▶ What is needed
Omit every picture while repeating the entries exactly.

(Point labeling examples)
-*-*-
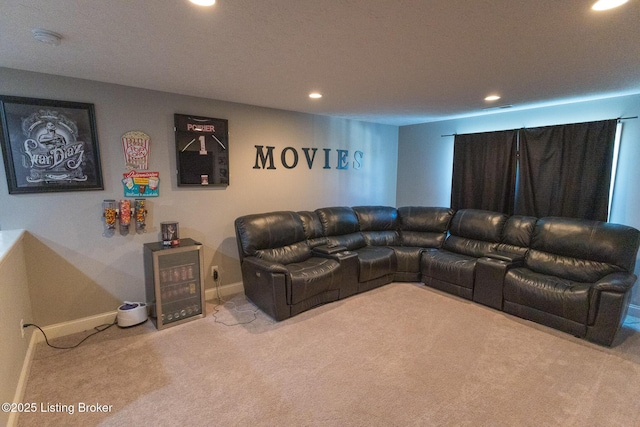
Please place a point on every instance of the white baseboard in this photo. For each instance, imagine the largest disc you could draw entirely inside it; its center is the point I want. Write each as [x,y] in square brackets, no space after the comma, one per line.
[224,291]
[86,323]
[634,310]
[78,325]
[24,376]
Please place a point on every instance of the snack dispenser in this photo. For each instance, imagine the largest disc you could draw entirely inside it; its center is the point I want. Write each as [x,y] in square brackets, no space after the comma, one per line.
[109,213]
[141,215]
[125,216]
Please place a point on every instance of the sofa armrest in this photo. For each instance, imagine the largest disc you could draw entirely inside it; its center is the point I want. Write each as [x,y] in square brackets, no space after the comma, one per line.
[265,284]
[616,282]
[328,249]
[509,257]
[261,264]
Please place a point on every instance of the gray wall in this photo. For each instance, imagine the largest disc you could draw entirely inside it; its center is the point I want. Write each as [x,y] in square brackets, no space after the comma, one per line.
[75,272]
[427,157]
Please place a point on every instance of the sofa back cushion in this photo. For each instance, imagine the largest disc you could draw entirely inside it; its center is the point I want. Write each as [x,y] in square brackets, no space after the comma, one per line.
[312,228]
[337,221]
[296,252]
[516,235]
[268,231]
[340,227]
[378,225]
[582,250]
[475,232]
[424,227]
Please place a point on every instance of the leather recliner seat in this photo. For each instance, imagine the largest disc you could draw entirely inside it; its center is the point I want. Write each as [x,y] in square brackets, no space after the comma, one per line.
[570,274]
[472,235]
[280,273]
[573,269]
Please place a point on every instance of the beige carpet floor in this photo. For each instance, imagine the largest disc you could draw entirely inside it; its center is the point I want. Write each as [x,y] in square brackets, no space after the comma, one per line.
[400,355]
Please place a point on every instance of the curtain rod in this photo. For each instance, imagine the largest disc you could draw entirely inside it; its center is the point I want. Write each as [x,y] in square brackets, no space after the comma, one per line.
[619,118]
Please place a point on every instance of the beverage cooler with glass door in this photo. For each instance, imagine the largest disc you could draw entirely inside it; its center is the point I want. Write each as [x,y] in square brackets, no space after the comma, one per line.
[174,282]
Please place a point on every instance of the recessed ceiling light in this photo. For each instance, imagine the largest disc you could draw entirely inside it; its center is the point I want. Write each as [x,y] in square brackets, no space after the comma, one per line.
[46,36]
[607,4]
[203,2]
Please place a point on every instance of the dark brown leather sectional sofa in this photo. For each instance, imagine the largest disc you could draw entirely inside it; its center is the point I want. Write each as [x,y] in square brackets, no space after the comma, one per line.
[570,274]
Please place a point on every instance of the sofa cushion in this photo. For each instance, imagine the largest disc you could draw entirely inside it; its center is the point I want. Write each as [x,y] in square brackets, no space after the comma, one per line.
[376,218]
[311,277]
[337,221]
[423,226]
[516,235]
[287,254]
[375,262]
[475,232]
[351,241]
[581,250]
[449,267]
[267,231]
[408,258]
[312,228]
[550,294]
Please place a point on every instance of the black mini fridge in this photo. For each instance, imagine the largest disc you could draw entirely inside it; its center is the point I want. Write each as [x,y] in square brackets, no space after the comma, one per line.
[174,282]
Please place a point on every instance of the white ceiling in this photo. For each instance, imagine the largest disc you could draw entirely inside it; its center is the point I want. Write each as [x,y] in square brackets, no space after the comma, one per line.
[385,61]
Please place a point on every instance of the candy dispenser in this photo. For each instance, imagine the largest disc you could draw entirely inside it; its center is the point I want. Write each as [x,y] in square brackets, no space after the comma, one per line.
[141,215]
[125,216]
[109,213]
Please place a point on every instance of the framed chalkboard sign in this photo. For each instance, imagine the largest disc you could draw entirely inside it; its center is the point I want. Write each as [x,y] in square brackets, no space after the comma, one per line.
[49,145]
[202,147]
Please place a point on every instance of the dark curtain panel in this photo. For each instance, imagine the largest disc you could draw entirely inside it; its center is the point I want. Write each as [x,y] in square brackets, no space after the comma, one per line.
[566,170]
[484,171]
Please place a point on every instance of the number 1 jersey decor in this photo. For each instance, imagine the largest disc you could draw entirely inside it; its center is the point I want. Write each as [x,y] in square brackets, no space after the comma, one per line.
[202,146]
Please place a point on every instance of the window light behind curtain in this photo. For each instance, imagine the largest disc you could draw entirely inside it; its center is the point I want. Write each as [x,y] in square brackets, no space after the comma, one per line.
[484,166]
[563,170]
[566,170]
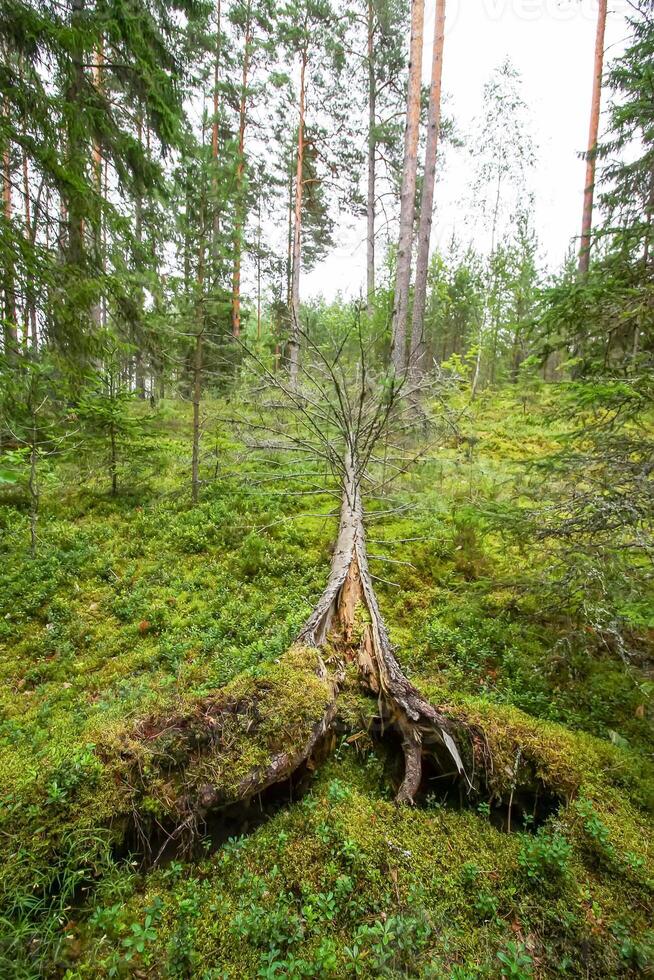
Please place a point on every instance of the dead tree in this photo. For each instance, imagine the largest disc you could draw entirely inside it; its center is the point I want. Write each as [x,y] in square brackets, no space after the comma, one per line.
[339,416]
[591,155]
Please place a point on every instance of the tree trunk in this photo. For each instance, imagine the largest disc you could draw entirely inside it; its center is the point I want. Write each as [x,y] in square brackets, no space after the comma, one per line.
[372,153]
[591,156]
[294,341]
[197,395]
[139,372]
[197,382]
[75,150]
[214,143]
[408,193]
[30,338]
[10,328]
[259,266]
[427,203]
[348,590]
[96,312]
[33,489]
[240,171]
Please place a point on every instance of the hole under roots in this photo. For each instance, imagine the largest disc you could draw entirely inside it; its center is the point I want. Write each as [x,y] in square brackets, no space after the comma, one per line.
[527,808]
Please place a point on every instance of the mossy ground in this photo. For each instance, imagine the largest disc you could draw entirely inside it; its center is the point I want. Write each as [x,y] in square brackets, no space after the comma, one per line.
[141,607]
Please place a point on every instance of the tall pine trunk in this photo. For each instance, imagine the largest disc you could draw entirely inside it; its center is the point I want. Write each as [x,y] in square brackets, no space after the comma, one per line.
[591,156]
[240,174]
[75,149]
[10,328]
[408,193]
[96,312]
[372,153]
[294,342]
[31,335]
[427,202]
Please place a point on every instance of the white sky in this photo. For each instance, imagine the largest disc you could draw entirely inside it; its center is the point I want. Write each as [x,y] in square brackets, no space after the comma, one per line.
[552,44]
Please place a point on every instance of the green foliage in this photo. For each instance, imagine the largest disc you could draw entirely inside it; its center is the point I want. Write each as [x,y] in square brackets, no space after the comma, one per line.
-*-*-
▶ Worked solution
Please place a point on every instance of the white baseboard in this photo. For each instance, imagine the largest disc you could draw entirely inside it; its center is the point I want. Write each as [x,y] in square brackets, no space after the comma, one per line.
[224,291]
[86,323]
[634,310]
[78,325]
[24,376]
Please place a point on every instance of the snack dispenser in this photo. For each instance, imagine the largest disc you could draw entirely inside it; its center is the point I want. Write each as [x,y] in square brackets, no space after the comma, one per line.
[109,213]
[141,215]
[125,216]
Please place a point on every instance of the sofa armrest in this photo. For each instance, imagine the largest disc you could draw entirely inside it; its center is the point I want. Write each as [x,y] in square brackets, no space after the comma, one per line.
[265,284]
[616,282]
[328,249]
[509,257]
[261,264]
Please place a point on every instance of the gray wall in this photo. For each instance, imagine the largest disc you could draw entirely inside it; its center is the point I want. Write each as [x,y] in square brackets, no space after the comma, one per line.
[75,272]
[427,157]
Please place a point on every instance of the sofa back cushion in this photo. For each instance, imagine the largest disc you could draw entirely inside it; its center is the point I want. Write each as [x,y] in square brackets, no space after the comma, one per line.
[312,228]
[337,221]
[296,252]
[516,235]
[268,231]
[340,227]
[378,225]
[582,250]
[475,232]
[424,227]
Please place a point on every instance of the leather recliner seat in this photo. For each instance, imagine the largest disc you could draw entirely inside it; its center is the point I want. Write each as [x,y] in square brackets, no space after the comma, one per line.
[570,274]
[472,235]
[280,273]
[573,269]
Please place a point on every instance of the beige carpet floor in this photo. For each instance, imagine the largest disc you could draw entirely inside it; its center is the point I want. Write each as [x,y] in square brackets, no space after the comma, one per line.
[400,355]
Please place a point on every instance of the curtain rod in this photo. For each instance, imagine the largest disc you could draw entirely inside it; its center is the point I want. Write each as [x,y] in square brackets, no space after the comma, one per line.
[619,118]
Please place a point on every instance of the beverage cooler with glass door in this photo. For each instance, imagine the largest disc you could draw entirely inside it; its center is the point I want. Write each as [x,y] in square brackets, no space after the comma, one per line.
[174,282]
Please place a point on every instance of the recessed ceiling light in this photo. For each instance, imagine the largest disc you could draw entirely inside it; its center is the point I want. Write each as [x,y] in square brackets, no space after the comma, one per line.
[46,36]
[607,4]
[203,2]
Please place a point on every instance of the dark brown leather sectional sofa in this photo. For each instance, imagine the largest disc you could draw entirely inside it; its center is the point I want. Write each as [x,y] in square brackets, no space after the comma, one per line.
[570,274]
Please place a point on every instance of the sofa cushion in this photo. For each instance, imagine the largest disc you could draw entirely inside it; its center is the point I want. Write each as [x,y] in square brackets, no space after the comma, one per line.
[376,218]
[311,277]
[337,221]
[423,226]
[516,235]
[287,254]
[375,262]
[475,232]
[351,241]
[581,250]
[449,267]
[267,231]
[408,258]
[312,228]
[550,294]
Please place a point on every instance of the black mini fridge in this photo. For each instance, imagine the largest disc you could draw entirely inside it; its center is the point I want. Write each as [x,y] in square brackets, no space after the comma, one per line.
[174,282]
Please place a point on every instance of the white ceiling in this photo. For each instance, imagine the largest disc you could draw entirely inside it; its center is the point I want. Write each as [x,y] in square brackets, no space after the comma, one per line.
[385,61]
Please place a point on every instance of the candy dispenser in this photo. For each instance, imagine the largest disc you could draw entirely inside it; its center is the point I want. Write each as [x,y] in square brackets, no space after the comma, one per line.
[141,215]
[125,216]
[109,213]
Please place a point on every instance of the framed chalkboard sign in this photo. For each instance, imagine the largest disc you could draw entirely inside it; its center is the point I want. Write each as [x,y] in square brackets, no space after the comma, one per line.
[49,145]
[202,147]
Please place a point on every instance of the dark curtain panel in this photo. For each instance, imagine the largest disc you could draw entirely inside it; its center is the point I want. Write each as [x,y] in square brackets, no space after the comma, one per line.
[566,170]
[484,171]
Please place a point on every instance of the number 1 jersey decor in this photo. For each instance, imagine the largest disc you could draw entirely inside it; its center is the point I want. Write each as [x,y] in square brackets, no space after the comma, one per line.
[202,146]
Please place a point on every instance of the window light behind curtain in this photo. For each instance, imagine the largest disc you could draw entirely inside it; its center is the point I want. Write each as [x,y] in square brackets, no space after the comma, one per line.
[484,166]
[563,170]
[566,170]
Please place a point on every instance of the dead tree in this photo. For each instance, imagine the largest disc you could draw entirely inside it; its center is the point I want. Write each as [x,y] in square brackets, no space after the comma, one per line.
[339,416]
[591,155]
Please place a point on every instance of the tree trunk in this photo. For each instance, imagine the largest disc you could draw entirely inside it; its center is the point I want. Write each as [x,y] in square brackets, no space after the comma, one per line.
[372,153]
[591,156]
[294,341]
[197,395]
[139,372]
[197,382]
[75,150]
[214,143]
[408,193]
[30,338]
[10,328]
[259,266]
[427,203]
[348,590]
[96,312]
[33,489]
[240,171]
Please place a point on every instance of the hole under roots in this photo. For each instance, imagine the largest disc you could draw entirely inside it; its center is the point I want. Write each as [x,y] in square brackets, no space after the comma, one per line.
[527,808]
Please place a point on every instance of the mossy ground in this photo. For each instance, imagine the largest disc you could draw entirely inside it; its center is the point I want. Write each as [x,y] in square brackets, no space after the comma, one per line.
[141,607]
Please place a point on every instance of the tall pine trunk in this photo. For each instance, imagine the largest disc you could draw entirely inside it; its center is the point I want. Write each as [x,y] in square brackets, no space after the comma, one per line.
[591,156]
[240,174]
[75,149]
[10,328]
[408,193]
[96,312]
[372,153]
[294,342]
[31,335]
[427,202]
Please place a point on every instance of the white sky in this photo. For each instance, imagine the largest disc you could draw entirely inside it; its center is the point I want. Write each as [x,y] in square brackets, no space after the comma, one per line.
[552,44]
Please place a point on every instance of the green foliage in this photo. For each instance, imagine the largest disc you could draw entirely inside it; its center is the point I want. Write each as [x,y] in square brackets, no space after the comma, one per line.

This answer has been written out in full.